Start of Excerpt
Bicarbonate acts not only as a buffer, but it has many other important roles in the airways. Impaired bicarbonate secretion is likely to be responsible for aggregated mucus in CF mice [18] and pigs [19]. Re-administration of bicarbonate reduces mucus viscosity and corrects mucociliary transport [18]. These effects are especially important because viscous mucus and impaired mucociliary transport provide an appropriate environment for pathogen growth, evoking immune response and inflammation. We have recently found that NaHCO3 inhibits both the growth and biofilm formation of bacteria relevant in CF [20, 21]. Moreover, in order to mimic sodium bicarbonate inhalation treatment, apical administration of 75 mM HCO3-containing media to CF bronchial epithelial cells was also well-tolerated, suggesting that these cells can endure changes in tonicity, pH and HCO3 [22]. Furthermore, HCO3 alters bacterial susceptibility to antibiotics [23] and oral NaHCO3 activates splenic anti-inflammatory pathways [24].
End of Excerpt
Start of Given information
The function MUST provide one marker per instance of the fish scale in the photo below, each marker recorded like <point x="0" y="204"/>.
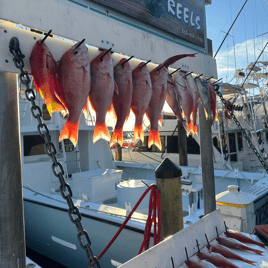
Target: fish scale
End of Given information
• **What you need to do**:
• A. Summarize the excerpt on bicarbonate in the airways in two sentences.
• B. According to the excerpt on bicarbonate in the airways, why are the effects of re-administering bicarbonate on mucus "especially important"?

• **Per-task answers**:
• A. Bicarbonate does more than buffer in the airways: impaired bicarbonate secretion is likely responsible for aggregated mucus in CF mice and pigs, and re-administering it reduces mucus viscosity and corrects mucociliary transport. NaHCO3 also inhibits the growth and biofilm formation of CF-relevant bacteria, is well tolerated by CF bronchial epithelial cells when 75 mM HCO3-containing media is applied apically, alters bacterial susceptibility to antibiotics, and activates splenic anti-inflammatory pathways when given orally.

• B. Viscous mucus and impaired mucociliary transport provide an appropriate environment for pathogen growth, which evokes an immune response and inflammation. Because re-administered bicarbonate reduces mucus viscosity and corrects mucociliary transport, it counters these conditions.